→ **Exercise description**:
Return every record exactly as written.

→ **Record excerpts**:
** start **
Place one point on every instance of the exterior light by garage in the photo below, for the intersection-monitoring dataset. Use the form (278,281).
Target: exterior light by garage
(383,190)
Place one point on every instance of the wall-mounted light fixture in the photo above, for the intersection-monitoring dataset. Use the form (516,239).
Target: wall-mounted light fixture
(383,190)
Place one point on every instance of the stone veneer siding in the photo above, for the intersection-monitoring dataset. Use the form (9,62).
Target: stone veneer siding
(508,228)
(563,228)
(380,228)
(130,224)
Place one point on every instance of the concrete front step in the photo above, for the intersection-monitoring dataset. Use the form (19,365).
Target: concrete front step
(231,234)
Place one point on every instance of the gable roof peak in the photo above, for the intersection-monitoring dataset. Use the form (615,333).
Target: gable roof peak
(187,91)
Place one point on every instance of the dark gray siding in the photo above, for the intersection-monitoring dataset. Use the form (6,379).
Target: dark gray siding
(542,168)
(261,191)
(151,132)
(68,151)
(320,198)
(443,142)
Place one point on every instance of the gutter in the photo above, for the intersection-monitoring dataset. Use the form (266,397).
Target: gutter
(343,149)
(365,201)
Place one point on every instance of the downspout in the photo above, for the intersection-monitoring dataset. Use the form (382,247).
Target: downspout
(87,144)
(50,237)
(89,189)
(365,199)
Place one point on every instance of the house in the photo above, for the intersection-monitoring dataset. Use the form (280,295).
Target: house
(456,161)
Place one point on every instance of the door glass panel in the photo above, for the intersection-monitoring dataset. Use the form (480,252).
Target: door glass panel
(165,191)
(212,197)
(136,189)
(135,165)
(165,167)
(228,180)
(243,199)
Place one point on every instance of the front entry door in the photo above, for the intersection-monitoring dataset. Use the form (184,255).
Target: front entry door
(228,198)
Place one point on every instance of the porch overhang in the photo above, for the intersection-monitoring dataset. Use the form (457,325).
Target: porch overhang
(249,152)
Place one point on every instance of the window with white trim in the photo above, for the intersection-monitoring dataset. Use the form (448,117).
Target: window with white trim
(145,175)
** end **
→ **Full answer**:
Place one point on every instance of the exterior light by garage in the photo below, for the intersection-monitoring dataset. Use the form (278,281).
Target: exterior light by garage
(383,190)
Place one point on every instance of the wall-mounted light fixture in the photo above, for the intersection-monitoring dataset. Use the form (516,239).
Target: wall-mounted light fixture
(383,190)
Place one point on every instance of the stone veneer siding in the photo above, for the intersection-monitoring dataset. Use the form (9,62).
Target: stone veneer siding
(508,228)
(563,228)
(380,228)
(130,224)
Place one point on every instance of the concrete front step in the photo above, for the intersection-monitoring dataset. Use the form (19,365).
Target: concrete front step
(231,234)
Place one point on every instance of the gable roof peak in the photo above, for the intersection-monitoring dataset. Use the form (615,333).
Target: gable roof peak
(187,91)
Place one point on every instance of the dark gray siding in the photo above, for the intersection-monitoring dataset. Use the form (6,379).
Target: dark gray siding
(542,168)
(261,191)
(151,132)
(68,151)
(320,198)
(443,142)
Place one point on every instance of the gutter in the photo above, for the intersection-monitoring dataset. Use the form (266,397).
Target: gutter
(343,149)
(365,201)
Place one point on every instance of the downspout in the photo above, for the intersection-monitoring dataset. Use the form (382,247).
Target: downspout
(87,144)
(50,237)
(89,189)
(365,199)
Place one point on every instance of the house in the photo above, for the intersection-monitoring dataset. Use the form (280,295).
Target: house
(456,161)
Place one point on every instance of the door glass panel in the photo above, for the intersection-monitoring dataset. Use the form (480,252).
Target: door glass panel
(165,191)
(212,197)
(136,189)
(135,165)
(165,167)
(228,180)
(243,199)
Place one point on every instance of the front entry door in the photo above, for the intersection-monitoring dataset. Use the form (184,255).
Target: front entry door
(228,198)
Place one point on every instance of the porch overhang in the photo above, for the intersection-monitoring dataset. Use the form (457,325).
Target: porch overhang
(249,152)
Place one point on every instance of the window with white trim in the photo above, for the intersection-monitoring dataset. Use the form (448,117).
Target: window with white trim
(145,175)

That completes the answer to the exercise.